=== What the task requires ===
The answer must be every entry below, word for word, with the pictures left out.

[Records contained in a dataset]

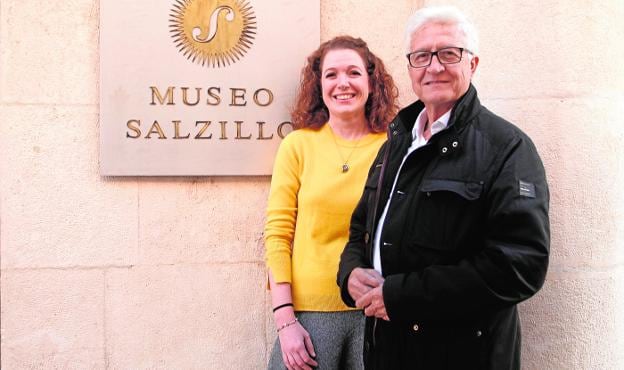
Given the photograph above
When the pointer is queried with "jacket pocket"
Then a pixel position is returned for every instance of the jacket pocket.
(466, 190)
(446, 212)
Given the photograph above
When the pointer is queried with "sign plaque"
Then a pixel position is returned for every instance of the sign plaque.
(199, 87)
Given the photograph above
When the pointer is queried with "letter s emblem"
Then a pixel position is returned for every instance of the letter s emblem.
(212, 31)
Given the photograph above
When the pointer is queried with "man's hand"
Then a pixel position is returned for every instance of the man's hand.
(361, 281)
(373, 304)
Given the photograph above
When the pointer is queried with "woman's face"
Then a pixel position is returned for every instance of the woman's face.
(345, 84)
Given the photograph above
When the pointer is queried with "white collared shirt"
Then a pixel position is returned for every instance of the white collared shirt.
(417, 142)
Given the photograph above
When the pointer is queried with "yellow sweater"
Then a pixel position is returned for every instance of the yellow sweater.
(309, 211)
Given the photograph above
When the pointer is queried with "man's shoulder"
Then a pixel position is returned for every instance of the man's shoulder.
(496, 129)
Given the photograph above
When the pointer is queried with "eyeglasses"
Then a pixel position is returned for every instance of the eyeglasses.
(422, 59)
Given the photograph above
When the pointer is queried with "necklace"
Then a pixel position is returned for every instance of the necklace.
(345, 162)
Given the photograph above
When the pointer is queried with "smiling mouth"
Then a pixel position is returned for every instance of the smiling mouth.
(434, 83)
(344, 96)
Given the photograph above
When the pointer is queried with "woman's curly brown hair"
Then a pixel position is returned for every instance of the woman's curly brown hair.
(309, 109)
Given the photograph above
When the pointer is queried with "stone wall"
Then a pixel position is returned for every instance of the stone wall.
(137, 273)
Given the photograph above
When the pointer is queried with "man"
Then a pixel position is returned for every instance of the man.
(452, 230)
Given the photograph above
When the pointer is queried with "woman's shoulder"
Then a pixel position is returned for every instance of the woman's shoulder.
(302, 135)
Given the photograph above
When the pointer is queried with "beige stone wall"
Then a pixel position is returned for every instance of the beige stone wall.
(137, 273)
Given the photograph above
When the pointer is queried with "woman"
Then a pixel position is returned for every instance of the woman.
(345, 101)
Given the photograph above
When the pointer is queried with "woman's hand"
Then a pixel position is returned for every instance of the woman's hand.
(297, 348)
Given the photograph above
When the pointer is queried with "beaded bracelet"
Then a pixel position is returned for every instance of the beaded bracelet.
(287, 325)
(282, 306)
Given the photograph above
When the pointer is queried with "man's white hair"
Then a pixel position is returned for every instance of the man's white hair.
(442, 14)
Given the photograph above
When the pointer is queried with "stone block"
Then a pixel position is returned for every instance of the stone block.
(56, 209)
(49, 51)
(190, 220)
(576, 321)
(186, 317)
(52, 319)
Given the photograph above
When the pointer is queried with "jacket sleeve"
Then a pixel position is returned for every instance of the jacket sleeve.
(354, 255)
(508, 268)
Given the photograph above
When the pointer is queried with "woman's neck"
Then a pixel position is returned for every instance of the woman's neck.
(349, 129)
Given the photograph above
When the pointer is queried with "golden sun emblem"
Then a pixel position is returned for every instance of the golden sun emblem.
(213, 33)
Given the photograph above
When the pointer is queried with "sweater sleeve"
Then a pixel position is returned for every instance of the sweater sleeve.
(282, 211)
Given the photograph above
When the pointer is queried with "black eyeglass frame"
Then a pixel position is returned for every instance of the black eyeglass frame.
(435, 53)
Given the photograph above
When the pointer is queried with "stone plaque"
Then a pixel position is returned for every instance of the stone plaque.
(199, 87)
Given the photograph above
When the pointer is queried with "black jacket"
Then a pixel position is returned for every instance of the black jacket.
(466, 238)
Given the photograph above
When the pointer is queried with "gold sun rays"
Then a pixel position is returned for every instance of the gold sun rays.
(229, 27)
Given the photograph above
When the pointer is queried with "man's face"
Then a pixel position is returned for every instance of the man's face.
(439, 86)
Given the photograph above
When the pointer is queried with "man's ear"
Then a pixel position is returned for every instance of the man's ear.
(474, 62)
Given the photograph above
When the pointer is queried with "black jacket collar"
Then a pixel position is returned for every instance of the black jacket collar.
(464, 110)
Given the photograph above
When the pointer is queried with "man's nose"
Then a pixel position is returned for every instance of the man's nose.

=== Your response ===
Given the photograph above
When the pointer is queried with "jacket pocket"
Then a pixel position is returned for every instance of the jacket pocket.
(466, 190)
(446, 212)
Given the photograph above
When the pointer is queried with "sign plaque"
Then a pixel position is returned for every instance of the sign plaque.
(199, 87)
Given the photograph above
When the pointer is queried with "letter s emblem"
Then a pixel position is returned for every instance of the letter s emblem.
(212, 31)
Given the photograph above
When the pointer is queried with "man's hand"
Then a pixel position is returned for every instance of the man's hand.
(361, 281)
(373, 304)
Given the photograph above
When the pointer is queried with "woman's face"
Then a pixel position is returned for every instance of the woman's face.
(345, 84)
Given the photograph above
When the pointer is queried with "white collared shirt"
Then a pixel position is returned for every instance of the white collared shirt.
(417, 142)
Given the photograph above
When the pointer is queried with "yellow sweater"
Then a pixel position is returned for every instance of the yellow sweater.
(309, 211)
Given the photograph above
When the pointer is queried with "man's shoulder"
Then a pixel position is returned for every instance of the man's shoulder.
(496, 129)
Given the photograph above
When the pointer is queried with "eyeglasses"
Then a pixel position is returned for every instance of the eyeglasses.
(422, 59)
Given the photograph above
When the pointer is queried with "necklace"
Then a pixel position is returned for every instance of the necklace.
(345, 162)
Given the photograph above
When the pointer is queried with "smiling mouth"
Then a pixel position is returned for every instance of the smiling mouth.
(434, 83)
(344, 96)
Given the photograph above
When the pointer is queried with "woman's curly brown hair"
Then a pixel position is returned for every instance of the woman's curly brown hair.
(309, 109)
Given the photograph above
When the pointer is queried with "stone wall"
Then a pixel position is returned for every instance of the stone wall.
(137, 273)
Given the photograph above
When the pointer is queried with "man"
Then a pixel position is returned for every instance of the man.
(452, 230)
Given the photograph above
When the pointer is queried with "woman's shoulder"
Then a pixel position is returned for every instance of the woman's shoulder.
(302, 135)
Given the photograph above
When the pointer is queried with "beige stone wall"
Then a pixel position is returned for every instance of the beige stone wall.
(137, 273)
Given the photograph above
When the pointer is queried with "woman"
Then a pixel position is returned for every instance of the woman.
(345, 101)
Given the photograph above
When the pointer is queried with "woman's hand"
Then a pixel position is returned for every instance of the woman's hand.
(297, 348)
Given the photograph above
When the pointer is queried with "beaded bracelet"
Then a pixel position is returned for every instance of the beaded bracelet.
(287, 325)
(282, 306)
Given the photograph above
When the pointer is queried with "man's white hair"
Then a pixel position is returned for every instance of the man's white hair.
(442, 14)
Given the photograph above
When the pointer is queried with "stone block"
Then a pixel position is returned for every instance of the stone block.
(56, 209)
(49, 51)
(190, 220)
(576, 321)
(186, 317)
(52, 319)
Given the photograph above
When the pointer is queried with "jacket sleeve"
Then a pixel position is returned for every instance of the jacket sleeve.
(354, 255)
(508, 268)
Given the photograph above
When the pointer is queried with "woman's neck"
Then a pixel position is returned for every instance of the woman's neck.
(349, 129)
Given the photograph above
When the pointer is queried with "golden sun emblem"
Then a pixel position is returned for every instance of the golden sun emblem.
(213, 33)
Given the photograph above
When the pointer is queried with "sweater sleeve"
Then a pixel position is returned for every instance of the sweater sleeve.
(282, 211)
Given the photograph above
When the pointer is queried with "black eyeglass frame"
Then a pixel position is returned for every instance of the black eyeglass frame.
(435, 53)
Given the photograph above
When the pointer is queried with "stone plaque"
Then a pixel position is returned for every instance of the stone plaque.
(199, 87)
Given the photograph above
When the pointer is queried with "black jacket"
Then a pixel position is returned for every instance of the black jacket.
(466, 238)
Given the photograph above
When the pointer is queried with "gold sun rays"
Then a pixel position is returned for every instance of the gold sun rays.
(229, 27)
Given the photograph above
When the pointer is queried with "man's face"
Then a pixel position is returned for every instance of the man's face.
(439, 86)
Given the photograph above
When the pointer is queried with "man's ear"
Then a pixel position is returned for every instance of the man's ear.
(474, 62)
Given the photograph above
When the pointer is queried with "black jacket collar"
Then a pixel position is returned for every instance of the black jacket collar.
(464, 110)
Given the photograph above
When the pointer is queried with "man's nose"
Then a pixel position is returned for every instance of the man's nose.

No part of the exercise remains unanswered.